Dataset records START
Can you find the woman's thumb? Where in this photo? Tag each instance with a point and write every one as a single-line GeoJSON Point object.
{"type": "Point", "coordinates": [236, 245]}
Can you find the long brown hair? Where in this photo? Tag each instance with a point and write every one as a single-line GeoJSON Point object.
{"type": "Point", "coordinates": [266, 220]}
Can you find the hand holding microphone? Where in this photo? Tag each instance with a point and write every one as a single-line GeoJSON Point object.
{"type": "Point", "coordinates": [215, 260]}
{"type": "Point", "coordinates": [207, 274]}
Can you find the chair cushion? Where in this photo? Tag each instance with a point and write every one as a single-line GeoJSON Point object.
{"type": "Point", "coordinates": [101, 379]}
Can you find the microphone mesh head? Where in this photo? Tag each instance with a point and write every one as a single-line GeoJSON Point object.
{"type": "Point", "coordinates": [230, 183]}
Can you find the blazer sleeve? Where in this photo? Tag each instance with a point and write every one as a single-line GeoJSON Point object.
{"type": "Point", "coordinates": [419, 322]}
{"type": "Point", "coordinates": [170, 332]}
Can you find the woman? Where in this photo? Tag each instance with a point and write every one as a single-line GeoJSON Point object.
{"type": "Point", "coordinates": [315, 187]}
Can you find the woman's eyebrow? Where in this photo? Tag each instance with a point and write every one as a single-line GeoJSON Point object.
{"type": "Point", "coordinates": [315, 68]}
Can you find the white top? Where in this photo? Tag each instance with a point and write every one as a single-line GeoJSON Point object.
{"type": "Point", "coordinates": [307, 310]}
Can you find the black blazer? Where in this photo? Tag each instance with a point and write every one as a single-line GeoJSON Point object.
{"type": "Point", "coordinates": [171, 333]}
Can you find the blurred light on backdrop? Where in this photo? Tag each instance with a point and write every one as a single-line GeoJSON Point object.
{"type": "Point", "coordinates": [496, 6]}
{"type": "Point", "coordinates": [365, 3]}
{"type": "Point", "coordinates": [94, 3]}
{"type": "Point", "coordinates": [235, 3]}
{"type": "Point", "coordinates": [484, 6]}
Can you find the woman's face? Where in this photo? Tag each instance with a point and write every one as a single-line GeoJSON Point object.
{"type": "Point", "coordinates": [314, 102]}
Dataset records END
▶ [Exercise brief] Write out the lines above, starting at the line that contains "Can you find the woman's face?" and ending with the final line, and nothing else; copy them exactly.

▶ [Solved problem]
Can you find the woman's face? Where in this photo? Tag each instance with a point and write every one as a single-line GeoJSON Point object.
{"type": "Point", "coordinates": [314, 102]}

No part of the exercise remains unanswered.